TEKS UNTUK DIANALISIS →
<<<<

Dalam proses penciptaan manusia awal (Adam), Tuhan
menggunakan kata ganti mufrad (wanafakhtu) ketika
meniupkan roh kepada Adam. Akan tetapi, proses
reproduksi manusia, Tuhan menggunakan kata ganti jamak
(khalaqna). Ini mengisyaratkan kemungkinan adanya
intervensi manusia atau unsur-unsur lain di dalam
proses perwujudan manusia. 
Al Quran juga mengisyaratkan proses reproduksi
non-konvensional. Ada manusia tanpa bapak dan tanpa
ibu yaitu Adam (Q.S. al-Rahman/ 55:14, ada manusia
tanpa ibu yaitu Hawa (Q.S. al-Nisa/4:1), ada manusia
tanpa Bapak yaitu Isa (Q.S. Ali'Imran/3:59). Bahkan,
di zaman Nabi Shaleh ada unta yang lahir dan keluar
dari sela-sela bebatuan tanpa induk dan tanpa pejantan
(Q.S.Hud/11:64) dan Nabi Isa mempunyai mukjizat untuk
menyembuhkan penyakit cacad permanen dan menghidupkan
orang yang sudah meninggal dua tahun silam. Populasi
burung/serangga (thairan ababil) dalam jumlah besar
dan dengan seragam membawa batu/vieus lalu
menghancurkan pasukan Abrahah (Q.S. al-Fil/ 105:1-5). 
Ayat-ayat tersebut mengisyaratkan dari sudut proses,
kloning dimungkinkan terjadinya, akan tetapi
kewenangan dan motif untuk melakukannya masih menjadi
perdebatan. Apakah manusia dalam kapasitasnya sebagai
pengganti Tuhan (khalifah Allah) berkewenangan
melakukan proses itu atau tidak? Kalau sekiranya
dimungkinkan, kloning jenis apa saja? Apakah termasuk
mengklon dalam arti "memproduksi" manusia baru? Atau
hal ini hanya dimungkinkan bagi suatu pasangan yang
betul-betul tidak bisa melahirkan anak secara
konvensional? Atau kloning hanya dibatasi pada
penciptaan sel jaringan tubuh tertentu yang
memungkinkan seorang manusia menjadi khalifah dan
hamba yang berkualitas? Kesemuanya ini akan dilihat
dari sudut pertimbangan moral dan hukum. 
Pertimbangan moral 
Manusia seutuhnya (bani Adam) sebagai makhluk yang
dimuliakan Allah ialah manusia yang sudah memiliki
ketiga unsur sebagaimana disebutkan di atas.
Pertanyaan kita di sini, apakah manusia yang lahir
dari proses kloning juga memiliki roh? Jangan sampai
yang terjadi hanya makhluk biologis biasa yang
menyerupai manusia, karena dalam Al Quran lain nyawa
lain roh. Installing roh ke dalam diri manusia
dilakukan sendiri oleh Allah Swt seperti ketika Ia
menciptakan Adam.

>>>>

Catatan dari sebuah koleksi
<<<<

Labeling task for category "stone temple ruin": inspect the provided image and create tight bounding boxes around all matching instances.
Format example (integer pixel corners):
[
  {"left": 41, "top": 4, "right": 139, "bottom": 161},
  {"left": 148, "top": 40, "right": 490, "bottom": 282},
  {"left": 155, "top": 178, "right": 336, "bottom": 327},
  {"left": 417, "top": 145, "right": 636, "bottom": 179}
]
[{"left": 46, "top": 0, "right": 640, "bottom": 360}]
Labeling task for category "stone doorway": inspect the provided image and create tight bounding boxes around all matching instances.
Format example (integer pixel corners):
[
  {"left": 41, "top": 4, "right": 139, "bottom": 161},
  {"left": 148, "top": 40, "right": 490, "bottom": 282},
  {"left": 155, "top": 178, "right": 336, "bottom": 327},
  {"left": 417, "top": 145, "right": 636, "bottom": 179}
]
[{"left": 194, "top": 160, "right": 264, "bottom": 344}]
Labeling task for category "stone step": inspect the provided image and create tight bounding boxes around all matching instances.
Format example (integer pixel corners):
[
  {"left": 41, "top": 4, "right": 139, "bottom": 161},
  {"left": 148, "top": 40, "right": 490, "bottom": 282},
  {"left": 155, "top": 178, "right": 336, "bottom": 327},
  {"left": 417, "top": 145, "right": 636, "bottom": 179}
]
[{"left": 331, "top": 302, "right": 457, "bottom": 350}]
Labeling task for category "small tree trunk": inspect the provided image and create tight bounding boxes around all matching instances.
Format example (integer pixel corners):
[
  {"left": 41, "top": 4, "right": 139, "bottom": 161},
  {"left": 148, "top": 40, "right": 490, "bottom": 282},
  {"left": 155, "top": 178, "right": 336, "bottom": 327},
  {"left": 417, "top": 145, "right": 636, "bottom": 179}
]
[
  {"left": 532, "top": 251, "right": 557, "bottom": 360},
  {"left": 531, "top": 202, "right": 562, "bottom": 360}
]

>>>>

KETENTUAN TUGAS → Ubahlah bagian teks tentang kloning dari "Al Quran juga" sampai "(Q.S. al-Fil/ 105:1-5)." dengan mengganti "unta" menjadi "kambing", lalu tuliskan bagian itu kembali. Gunakan hanya teks di atas sebagai sumber.

SOAL TERJAWAB →
Al Quran juga mengisyaratkan proses reproduksi
non-konvensional. Ada manusia tanpa bapak dan tanpa
ibu yaitu Adam (Q.S. al-Rahman/ 55:14, ada manusia
tanpa ibu yaitu Hawa (Q.S. al-Nisa/4:1), ada manusia
tanpa Bapak yaitu Isa (Q.S. Ali'Imran/3:59). Bahkan,
di zaman Nabi Shaleh ada kambing yang lahir dan keluar
dari sela-sela bebatuan tanpa induk dan tanpa pejantan
(Q.S.Hud/11:64) dan Nabi Isa mempunyai mukjizat untuk
menyembuhkan penyakit cacad permanen dan menghidupkan
orang yang sudah meninggal dua tahun silam. Populasi
burung/serangga (thairan ababil) dalam jumlah besar
dan dengan seragam membawa batu/vieus lalu
menghancurkan pasukan Abrahah (Q.S. al-Fil/ 105:1-5).